WHAT IS EXPECTED
Only those lines running from the line that contains "Target: rocky ground" through the end of the material are to be written out, each exactly as shown.

DATA ROWS
------------------------

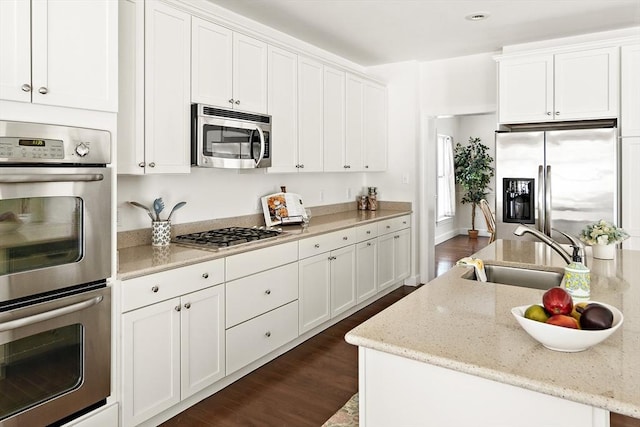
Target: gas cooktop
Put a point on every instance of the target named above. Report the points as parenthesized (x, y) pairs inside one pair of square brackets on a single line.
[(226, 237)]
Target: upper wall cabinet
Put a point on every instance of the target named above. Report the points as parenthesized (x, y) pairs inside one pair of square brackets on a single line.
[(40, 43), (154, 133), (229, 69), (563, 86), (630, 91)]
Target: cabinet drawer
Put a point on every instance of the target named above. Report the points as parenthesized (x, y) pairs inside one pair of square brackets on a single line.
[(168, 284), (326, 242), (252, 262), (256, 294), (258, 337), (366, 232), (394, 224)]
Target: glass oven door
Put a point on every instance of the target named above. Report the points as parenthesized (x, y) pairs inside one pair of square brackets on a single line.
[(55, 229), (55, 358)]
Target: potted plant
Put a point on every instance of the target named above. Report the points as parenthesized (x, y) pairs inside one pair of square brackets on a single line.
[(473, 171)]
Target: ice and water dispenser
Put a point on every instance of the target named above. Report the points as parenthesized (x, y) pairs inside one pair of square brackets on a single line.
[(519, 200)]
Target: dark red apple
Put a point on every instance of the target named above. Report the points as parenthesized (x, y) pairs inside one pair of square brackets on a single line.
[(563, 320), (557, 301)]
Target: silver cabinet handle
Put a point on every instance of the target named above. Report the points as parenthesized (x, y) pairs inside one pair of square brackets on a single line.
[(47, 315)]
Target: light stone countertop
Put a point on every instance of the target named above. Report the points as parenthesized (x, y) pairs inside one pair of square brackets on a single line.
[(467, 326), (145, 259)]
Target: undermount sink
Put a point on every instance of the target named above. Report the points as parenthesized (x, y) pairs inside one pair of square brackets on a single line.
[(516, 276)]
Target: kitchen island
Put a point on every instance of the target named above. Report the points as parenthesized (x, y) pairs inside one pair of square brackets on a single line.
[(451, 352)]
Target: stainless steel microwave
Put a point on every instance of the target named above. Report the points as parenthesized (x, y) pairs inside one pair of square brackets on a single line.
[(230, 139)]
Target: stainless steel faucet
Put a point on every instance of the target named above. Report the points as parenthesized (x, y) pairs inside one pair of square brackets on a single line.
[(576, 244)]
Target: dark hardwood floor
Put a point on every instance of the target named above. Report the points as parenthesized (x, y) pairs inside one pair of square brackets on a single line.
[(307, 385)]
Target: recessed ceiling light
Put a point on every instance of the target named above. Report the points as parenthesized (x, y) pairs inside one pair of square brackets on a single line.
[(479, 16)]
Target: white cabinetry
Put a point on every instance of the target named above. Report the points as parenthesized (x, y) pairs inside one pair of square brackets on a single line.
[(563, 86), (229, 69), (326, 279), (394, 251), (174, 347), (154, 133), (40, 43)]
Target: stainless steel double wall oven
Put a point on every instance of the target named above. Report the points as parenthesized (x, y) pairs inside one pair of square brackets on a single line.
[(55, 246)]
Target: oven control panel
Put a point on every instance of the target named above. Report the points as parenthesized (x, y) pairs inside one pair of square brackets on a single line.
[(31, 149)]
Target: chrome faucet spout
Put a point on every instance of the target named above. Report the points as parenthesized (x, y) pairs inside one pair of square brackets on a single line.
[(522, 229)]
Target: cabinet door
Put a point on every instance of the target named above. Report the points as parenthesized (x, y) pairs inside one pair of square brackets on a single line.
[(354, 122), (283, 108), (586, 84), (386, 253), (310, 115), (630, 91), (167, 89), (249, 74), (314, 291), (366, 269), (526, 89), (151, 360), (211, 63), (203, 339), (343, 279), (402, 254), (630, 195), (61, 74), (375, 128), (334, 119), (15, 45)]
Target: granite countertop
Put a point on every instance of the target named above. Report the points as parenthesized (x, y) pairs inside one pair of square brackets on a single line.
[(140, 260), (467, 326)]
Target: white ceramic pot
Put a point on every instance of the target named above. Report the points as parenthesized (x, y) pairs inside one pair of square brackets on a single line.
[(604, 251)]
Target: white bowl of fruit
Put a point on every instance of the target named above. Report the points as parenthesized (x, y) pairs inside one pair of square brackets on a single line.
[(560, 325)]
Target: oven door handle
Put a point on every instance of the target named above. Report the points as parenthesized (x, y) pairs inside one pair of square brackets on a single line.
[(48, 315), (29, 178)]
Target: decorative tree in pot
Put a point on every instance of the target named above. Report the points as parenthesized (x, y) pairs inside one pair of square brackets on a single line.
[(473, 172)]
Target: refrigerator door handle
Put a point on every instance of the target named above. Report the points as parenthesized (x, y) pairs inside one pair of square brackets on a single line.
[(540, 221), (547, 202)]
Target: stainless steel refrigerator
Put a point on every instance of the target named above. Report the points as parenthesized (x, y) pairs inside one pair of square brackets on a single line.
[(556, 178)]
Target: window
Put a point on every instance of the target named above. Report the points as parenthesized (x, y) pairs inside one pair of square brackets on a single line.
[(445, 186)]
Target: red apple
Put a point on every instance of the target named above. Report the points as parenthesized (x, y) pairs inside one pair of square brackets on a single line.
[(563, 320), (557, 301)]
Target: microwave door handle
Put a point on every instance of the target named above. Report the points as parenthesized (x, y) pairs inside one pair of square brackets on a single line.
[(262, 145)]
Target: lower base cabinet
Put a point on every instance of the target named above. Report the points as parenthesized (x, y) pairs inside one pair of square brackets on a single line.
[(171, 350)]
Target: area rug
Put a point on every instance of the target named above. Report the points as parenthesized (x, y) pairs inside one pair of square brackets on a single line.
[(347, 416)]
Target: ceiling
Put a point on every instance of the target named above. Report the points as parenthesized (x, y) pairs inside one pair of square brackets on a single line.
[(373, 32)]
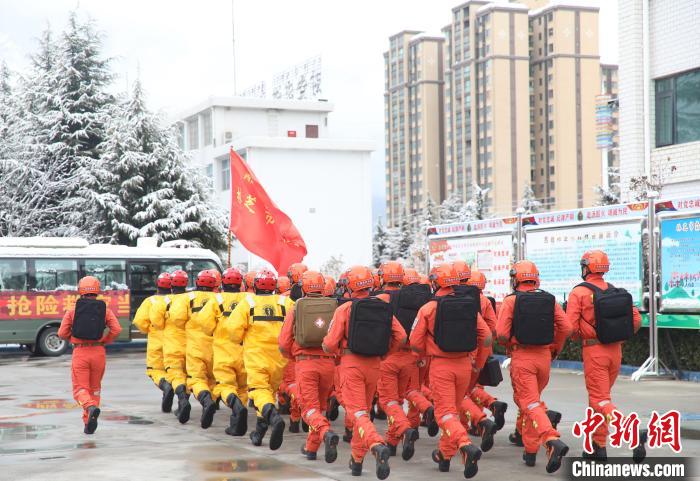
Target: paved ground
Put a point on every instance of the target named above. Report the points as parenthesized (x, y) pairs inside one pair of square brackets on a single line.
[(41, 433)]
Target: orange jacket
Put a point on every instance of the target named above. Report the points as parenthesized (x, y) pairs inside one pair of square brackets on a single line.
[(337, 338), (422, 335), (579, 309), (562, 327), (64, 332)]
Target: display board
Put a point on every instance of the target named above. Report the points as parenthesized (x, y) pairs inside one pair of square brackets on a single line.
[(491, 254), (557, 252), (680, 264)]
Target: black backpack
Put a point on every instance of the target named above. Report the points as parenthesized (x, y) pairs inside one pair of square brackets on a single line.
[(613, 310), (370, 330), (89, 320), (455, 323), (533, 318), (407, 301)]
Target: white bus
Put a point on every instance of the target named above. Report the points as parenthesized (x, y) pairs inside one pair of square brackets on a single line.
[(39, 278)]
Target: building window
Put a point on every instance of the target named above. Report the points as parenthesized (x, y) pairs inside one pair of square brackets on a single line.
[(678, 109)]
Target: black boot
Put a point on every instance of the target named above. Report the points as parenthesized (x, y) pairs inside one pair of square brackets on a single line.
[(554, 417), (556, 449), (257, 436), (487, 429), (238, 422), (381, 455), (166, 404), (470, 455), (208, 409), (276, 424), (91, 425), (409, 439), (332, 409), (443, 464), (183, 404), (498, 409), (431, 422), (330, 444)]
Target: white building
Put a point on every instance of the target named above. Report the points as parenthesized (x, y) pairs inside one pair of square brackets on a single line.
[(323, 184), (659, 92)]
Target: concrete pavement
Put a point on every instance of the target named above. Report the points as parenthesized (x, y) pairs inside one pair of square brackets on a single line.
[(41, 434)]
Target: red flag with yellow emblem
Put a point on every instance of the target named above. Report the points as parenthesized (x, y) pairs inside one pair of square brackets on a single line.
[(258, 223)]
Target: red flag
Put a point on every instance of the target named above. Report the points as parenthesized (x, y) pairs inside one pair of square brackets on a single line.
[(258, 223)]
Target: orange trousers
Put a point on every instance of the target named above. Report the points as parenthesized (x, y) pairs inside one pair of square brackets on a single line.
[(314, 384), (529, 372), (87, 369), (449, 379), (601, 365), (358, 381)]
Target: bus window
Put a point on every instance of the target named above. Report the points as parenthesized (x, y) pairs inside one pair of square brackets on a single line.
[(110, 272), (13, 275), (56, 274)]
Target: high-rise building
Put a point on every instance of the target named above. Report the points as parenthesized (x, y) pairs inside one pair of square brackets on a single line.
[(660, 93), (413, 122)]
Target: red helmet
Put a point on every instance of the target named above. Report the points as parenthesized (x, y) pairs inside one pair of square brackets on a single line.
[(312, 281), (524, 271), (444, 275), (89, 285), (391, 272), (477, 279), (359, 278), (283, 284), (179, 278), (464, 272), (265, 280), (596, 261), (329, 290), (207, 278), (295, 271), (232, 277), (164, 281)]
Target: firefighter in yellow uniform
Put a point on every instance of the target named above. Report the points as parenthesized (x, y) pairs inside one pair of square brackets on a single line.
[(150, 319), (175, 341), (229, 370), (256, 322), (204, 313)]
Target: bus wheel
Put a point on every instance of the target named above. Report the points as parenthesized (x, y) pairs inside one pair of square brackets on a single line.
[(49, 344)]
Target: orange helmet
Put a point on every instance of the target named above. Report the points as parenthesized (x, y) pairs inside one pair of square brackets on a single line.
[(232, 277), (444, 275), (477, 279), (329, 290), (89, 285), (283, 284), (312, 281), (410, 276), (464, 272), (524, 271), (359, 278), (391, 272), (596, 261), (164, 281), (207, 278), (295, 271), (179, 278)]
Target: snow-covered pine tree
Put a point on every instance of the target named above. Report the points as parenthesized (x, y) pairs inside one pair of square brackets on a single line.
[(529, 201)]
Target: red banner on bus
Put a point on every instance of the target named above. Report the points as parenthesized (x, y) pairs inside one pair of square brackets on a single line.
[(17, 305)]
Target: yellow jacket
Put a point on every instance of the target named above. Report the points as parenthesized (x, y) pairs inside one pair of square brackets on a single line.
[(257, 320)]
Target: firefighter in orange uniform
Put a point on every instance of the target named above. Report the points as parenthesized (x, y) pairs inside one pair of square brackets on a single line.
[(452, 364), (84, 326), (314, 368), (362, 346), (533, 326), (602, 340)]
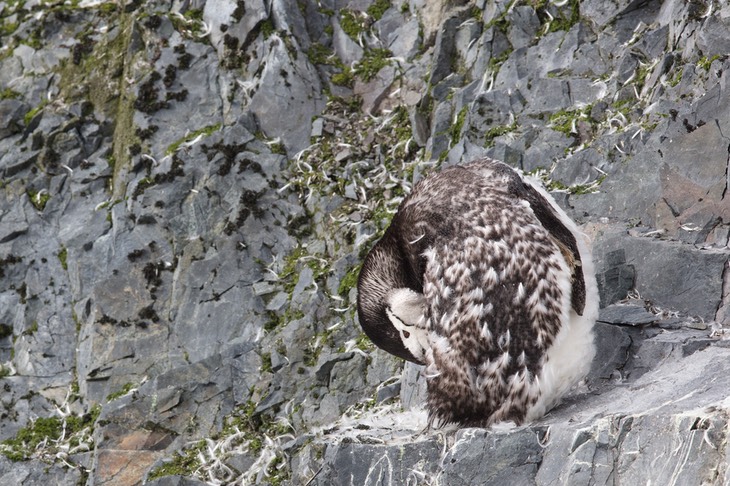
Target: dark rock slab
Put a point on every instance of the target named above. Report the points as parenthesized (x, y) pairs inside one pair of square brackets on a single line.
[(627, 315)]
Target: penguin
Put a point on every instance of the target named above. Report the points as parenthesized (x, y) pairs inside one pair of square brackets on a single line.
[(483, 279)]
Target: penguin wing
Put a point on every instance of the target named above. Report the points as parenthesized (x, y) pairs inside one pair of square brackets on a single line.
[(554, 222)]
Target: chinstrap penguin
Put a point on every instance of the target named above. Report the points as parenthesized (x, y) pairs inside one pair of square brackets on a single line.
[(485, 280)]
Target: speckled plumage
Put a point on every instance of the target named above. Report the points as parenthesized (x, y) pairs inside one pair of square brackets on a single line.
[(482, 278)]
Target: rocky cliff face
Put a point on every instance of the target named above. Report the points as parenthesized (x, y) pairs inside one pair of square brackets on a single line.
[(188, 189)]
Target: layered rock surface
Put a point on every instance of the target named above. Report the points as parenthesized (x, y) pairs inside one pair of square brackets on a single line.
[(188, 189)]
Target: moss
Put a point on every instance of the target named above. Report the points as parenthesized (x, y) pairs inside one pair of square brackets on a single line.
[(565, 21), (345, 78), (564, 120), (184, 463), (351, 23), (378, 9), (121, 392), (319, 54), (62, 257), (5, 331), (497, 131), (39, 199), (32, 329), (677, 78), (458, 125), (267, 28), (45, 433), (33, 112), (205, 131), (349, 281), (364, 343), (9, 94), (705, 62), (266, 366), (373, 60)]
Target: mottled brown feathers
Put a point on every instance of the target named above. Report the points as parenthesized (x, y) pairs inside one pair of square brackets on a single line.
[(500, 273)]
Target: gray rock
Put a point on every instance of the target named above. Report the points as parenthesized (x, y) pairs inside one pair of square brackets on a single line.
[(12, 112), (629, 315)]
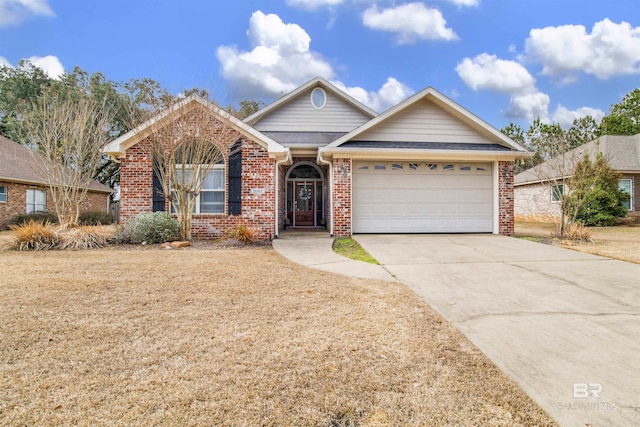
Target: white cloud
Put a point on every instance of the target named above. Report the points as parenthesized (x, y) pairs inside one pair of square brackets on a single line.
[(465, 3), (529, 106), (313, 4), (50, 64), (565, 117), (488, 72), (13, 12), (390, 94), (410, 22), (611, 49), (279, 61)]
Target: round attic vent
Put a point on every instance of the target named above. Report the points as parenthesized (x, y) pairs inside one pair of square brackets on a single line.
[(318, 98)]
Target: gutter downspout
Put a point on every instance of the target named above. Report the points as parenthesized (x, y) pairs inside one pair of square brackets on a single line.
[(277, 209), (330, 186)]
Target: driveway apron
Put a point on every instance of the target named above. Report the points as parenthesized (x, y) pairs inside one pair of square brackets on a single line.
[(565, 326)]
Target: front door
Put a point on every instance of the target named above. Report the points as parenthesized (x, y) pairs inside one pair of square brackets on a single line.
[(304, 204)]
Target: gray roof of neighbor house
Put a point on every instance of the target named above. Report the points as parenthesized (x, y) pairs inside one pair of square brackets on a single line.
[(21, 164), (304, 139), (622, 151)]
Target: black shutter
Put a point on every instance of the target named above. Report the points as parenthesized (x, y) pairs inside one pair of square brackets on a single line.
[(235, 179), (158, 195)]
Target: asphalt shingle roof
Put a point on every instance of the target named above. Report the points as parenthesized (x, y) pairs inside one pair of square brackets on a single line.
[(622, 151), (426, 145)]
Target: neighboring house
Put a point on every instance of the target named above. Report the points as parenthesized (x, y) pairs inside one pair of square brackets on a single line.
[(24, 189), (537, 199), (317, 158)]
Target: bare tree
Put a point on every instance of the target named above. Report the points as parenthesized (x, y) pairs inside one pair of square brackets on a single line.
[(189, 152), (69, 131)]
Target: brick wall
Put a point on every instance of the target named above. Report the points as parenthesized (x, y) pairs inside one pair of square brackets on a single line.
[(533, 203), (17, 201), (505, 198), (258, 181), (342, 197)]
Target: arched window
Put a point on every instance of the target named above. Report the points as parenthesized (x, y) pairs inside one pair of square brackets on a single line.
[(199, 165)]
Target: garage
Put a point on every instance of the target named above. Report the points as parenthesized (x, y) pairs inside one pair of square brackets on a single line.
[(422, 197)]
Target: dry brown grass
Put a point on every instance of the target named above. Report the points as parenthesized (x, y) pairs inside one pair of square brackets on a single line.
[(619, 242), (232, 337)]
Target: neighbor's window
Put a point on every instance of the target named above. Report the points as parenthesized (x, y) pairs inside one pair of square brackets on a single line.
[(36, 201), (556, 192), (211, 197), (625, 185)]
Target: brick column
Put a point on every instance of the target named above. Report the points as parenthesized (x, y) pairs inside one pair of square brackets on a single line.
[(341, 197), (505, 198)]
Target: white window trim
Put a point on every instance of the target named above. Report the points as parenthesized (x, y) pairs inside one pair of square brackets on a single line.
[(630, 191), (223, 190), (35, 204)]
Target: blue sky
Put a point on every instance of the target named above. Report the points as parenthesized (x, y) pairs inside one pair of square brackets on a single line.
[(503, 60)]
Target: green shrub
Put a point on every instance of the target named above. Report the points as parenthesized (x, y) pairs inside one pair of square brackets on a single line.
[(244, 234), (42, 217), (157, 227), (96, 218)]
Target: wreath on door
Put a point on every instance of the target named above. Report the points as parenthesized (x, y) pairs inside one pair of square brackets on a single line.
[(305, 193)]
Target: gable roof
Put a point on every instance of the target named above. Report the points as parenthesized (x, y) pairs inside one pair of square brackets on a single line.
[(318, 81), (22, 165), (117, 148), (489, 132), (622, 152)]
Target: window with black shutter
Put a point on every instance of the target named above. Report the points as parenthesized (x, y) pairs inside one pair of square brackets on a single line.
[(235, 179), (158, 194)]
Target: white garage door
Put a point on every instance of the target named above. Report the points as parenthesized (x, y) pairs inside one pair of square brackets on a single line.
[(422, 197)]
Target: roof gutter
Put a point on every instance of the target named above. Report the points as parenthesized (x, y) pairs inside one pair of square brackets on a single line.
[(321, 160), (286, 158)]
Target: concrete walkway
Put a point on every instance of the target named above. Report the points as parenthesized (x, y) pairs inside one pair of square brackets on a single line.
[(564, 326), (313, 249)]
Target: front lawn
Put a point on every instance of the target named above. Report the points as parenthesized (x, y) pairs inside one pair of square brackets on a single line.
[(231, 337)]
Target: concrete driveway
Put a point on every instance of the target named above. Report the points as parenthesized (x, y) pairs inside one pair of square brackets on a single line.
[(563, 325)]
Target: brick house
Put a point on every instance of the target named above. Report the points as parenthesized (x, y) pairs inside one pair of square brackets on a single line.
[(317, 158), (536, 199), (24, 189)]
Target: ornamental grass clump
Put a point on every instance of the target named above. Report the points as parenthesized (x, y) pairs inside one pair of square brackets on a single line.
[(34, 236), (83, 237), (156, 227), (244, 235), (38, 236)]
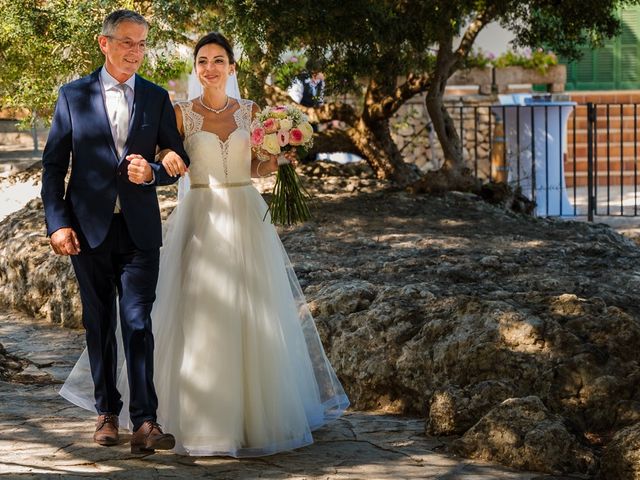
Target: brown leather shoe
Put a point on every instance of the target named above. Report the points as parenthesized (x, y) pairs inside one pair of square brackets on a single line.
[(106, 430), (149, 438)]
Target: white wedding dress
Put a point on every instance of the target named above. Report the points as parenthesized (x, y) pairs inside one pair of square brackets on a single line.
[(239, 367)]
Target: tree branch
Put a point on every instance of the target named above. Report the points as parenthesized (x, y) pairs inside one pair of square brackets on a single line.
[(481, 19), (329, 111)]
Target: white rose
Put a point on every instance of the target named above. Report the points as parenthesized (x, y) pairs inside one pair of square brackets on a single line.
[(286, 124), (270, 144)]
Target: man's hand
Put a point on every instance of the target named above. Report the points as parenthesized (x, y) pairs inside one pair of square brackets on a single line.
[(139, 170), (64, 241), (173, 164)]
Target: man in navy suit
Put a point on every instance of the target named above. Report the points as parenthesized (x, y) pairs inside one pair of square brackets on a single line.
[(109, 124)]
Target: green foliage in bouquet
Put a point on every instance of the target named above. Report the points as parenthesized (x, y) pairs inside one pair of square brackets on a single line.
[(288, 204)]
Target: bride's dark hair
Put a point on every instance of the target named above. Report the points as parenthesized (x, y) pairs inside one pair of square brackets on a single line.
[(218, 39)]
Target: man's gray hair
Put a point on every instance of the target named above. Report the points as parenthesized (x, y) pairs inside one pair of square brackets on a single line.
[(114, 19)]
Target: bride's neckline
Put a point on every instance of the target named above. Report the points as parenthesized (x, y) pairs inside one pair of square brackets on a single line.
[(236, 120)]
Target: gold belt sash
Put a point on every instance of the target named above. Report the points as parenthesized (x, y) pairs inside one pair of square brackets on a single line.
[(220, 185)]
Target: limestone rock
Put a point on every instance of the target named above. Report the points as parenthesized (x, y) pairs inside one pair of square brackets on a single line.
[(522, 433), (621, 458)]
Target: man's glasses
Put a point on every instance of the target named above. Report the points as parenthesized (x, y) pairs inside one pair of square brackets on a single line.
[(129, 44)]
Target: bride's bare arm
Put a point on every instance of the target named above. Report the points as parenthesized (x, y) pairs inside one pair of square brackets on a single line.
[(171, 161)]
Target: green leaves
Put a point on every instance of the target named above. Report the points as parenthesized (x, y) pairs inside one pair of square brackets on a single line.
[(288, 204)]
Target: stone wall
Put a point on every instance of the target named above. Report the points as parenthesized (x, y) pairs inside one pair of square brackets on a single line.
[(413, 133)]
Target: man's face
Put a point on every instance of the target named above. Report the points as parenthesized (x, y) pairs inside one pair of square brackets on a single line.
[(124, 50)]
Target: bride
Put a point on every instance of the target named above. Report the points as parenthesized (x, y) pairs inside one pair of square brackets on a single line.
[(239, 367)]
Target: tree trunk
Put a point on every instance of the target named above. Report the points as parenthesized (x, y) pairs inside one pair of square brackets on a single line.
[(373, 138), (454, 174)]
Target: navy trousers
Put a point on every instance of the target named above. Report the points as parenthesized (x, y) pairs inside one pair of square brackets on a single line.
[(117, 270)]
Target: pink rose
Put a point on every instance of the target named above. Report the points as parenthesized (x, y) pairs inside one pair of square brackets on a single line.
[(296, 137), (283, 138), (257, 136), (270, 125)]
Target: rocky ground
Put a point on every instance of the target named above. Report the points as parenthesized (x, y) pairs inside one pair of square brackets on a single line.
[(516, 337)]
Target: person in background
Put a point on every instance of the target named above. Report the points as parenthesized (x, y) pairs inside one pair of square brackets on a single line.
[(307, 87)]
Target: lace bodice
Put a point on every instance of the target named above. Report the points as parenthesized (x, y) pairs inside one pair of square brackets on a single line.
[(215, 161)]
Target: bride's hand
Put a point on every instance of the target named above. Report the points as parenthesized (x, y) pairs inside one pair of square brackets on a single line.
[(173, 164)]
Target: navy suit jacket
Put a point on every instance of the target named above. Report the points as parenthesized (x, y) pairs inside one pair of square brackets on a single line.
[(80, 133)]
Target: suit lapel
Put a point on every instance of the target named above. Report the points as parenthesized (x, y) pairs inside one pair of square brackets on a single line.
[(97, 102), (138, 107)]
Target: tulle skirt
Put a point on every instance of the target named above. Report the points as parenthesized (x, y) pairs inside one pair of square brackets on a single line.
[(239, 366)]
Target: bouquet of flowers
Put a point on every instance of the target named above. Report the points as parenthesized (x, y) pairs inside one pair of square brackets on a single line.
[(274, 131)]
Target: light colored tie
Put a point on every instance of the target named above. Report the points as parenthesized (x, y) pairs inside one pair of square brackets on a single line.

------------------------

ANSWER FOR THE TASK
Target: rocky ground
Put a point on every instance of the target named above. Report the points as parenthesized (x, y) pairs inside one pair of square brackets on a single line.
[(516, 337)]
Target: person in background
Put a point on every instance of the target named above. Report the points as parenthesized (x, y) pairs inside one pair of square brackets on a single line.
[(307, 87)]
Target: lace bodice
Put a point on every instance of the target named above. Report the points as parenthesized (x, y) pairs inside one pair of square brackets on a single line.
[(215, 161)]
Target: bride's hand
Put a point on every instance of the target named above. Report the points as parenthesized (x, y) pairs inside one pair of square brackets on a single line.
[(173, 164)]
Target: navy suit jacket
Put a point on every instance of the target named above. Report the points as parenthesized (x, y) pairs inside one pair of square brackets on a single line.
[(80, 133)]
Target: suit lapel
Put a point on every instance of the target named above. Report the points as parenthesized (x, y) pairs inside one pair of square brackets on a single line.
[(97, 102), (138, 107)]
Target: tulle skirt
Put a point on every instance of the target named above. Report the points as parenthesized (x, y) pairs inside one pair of square brackets on a single line.
[(239, 366)]
Target: bouquet of flowers
Put a point on every instance of the target named above. Report the points as parenthesized (x, y) pairs inside one pair of square brackets on a single line.
[(274, 131)]
Target: light colored tie
Put a point on every instance of the target named above. Report the points as parenthesized (x, y) pairs inside one pair of square brackets on a single line.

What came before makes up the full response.